_Aim of the task_: Reproduce word for word the portion of the Paul Schiemann biography below, between "Paul Schiemann because" and "German Foreign Ministry.", inclusive.

Paul Schiemann was born in Jelgava (Mittau) on March 17 1876 in Baltic German family. His father Julius Schiemann was a jurist, known for his liberal views and who was against the majority of nobility in courts and state authorities. He was citizen of Russian Empire, but still considered himself a German patriot. However, the Russian government from 1870 started multiple reforms to weaken the Baltic German autonomy within the Baltic States. The new Russian emperor Alexander III started Russification policy and imposed Russian language as the primary language in high schools. The new laws also prevented the Baltic Knighthoods to nominate and dismiss court and police employees. Russian policy was to weaken the German power in Baltic province and impose more direct rule from St. Petersburg. Germans held their autonomy in education very dearly and were shaken by the flash of Russian nationalistic reforms directed against them. These reforms also affected the Latvian education.

Paul Schiemann because of these reforms took “underground” private lessons in Schiemann house in German only opposing Russifacation. In the end Schiemann and his elder brother Oskar went to Germany to get proper education. Here Schiemann finished school and choose further studies in jurisdiction. On 1896 he was drafted by the Russian army and sent to Caucasus. On 1898 in Lithuania he became the reserve officer of Russian army. On 1902 he graduated doctor’s studies in Greifswald. During his studies he enjoyed literature, philosophy and became passionate in theater. In Germany he was supported by his Uncle Theodor Schiemann a conservative historian who emigrated from Russia and worked in German Foreign Ministry.

Schiemann was bohemian who could smoke and drink to early morning hours and then show up for work as usual. He became involved in theater and even had affair with famous actress Hertta Weeren. Despite all this he graduated the doctor’s studies with highest excellence and applied for German citizenship. He was turned down for being Russian reserve officer. As foreigner he could not become a lawyer in Germany and therefore started carrier in journalism. Schiemann considered that journalism is the same fight for justice as in jurisdiction. His uncle Theodor considered his liberal views as illness wanted him to become an official German news editor in Japan. Because of this Schiemann took freelance job in newspaper in Norddeutsche Allegmeine Zeitung and took English lessons. But, he was turned down as the Russian relations with Japan were heading towards war. Schiemann’s Russian reserve officer was doing more harm than good.

_Excerpted records_:
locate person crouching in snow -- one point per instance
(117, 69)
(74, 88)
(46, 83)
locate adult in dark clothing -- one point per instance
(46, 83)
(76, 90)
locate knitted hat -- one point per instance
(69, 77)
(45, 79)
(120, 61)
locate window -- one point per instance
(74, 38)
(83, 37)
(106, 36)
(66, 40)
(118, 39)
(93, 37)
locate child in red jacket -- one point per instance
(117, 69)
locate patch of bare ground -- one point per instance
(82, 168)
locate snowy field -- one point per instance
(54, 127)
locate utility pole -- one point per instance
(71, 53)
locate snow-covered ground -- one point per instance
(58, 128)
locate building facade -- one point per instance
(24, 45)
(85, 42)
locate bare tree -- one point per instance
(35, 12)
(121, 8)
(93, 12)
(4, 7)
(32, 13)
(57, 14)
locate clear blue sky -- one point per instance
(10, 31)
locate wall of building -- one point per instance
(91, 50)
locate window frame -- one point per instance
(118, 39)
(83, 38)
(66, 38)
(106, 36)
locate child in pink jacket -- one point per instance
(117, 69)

_Solution for this task_:
Paul Schiemann because of these reforms took “underground” private lessons in Schiemann house in German only opposing Russifacation. In the end Schiemann and his elder brother Oskar went to Germany to get proper education. Here Schiemann finished school and choose further studies in jurisdiction. On 1896 he was drafted by the Russian army and sent to Caucasus. On 1898 in Lithuania he became the reserve officer of Russian army. On 1902 he graduated doctor’s studies in Greifswald. During his studies he enjoyed literature, philosophy and became passionate in theater. In Germany he was supported by his Uncle Theodor Schiemann a conservative historian who emigrated from Russia and worked in German Foreign Ministry.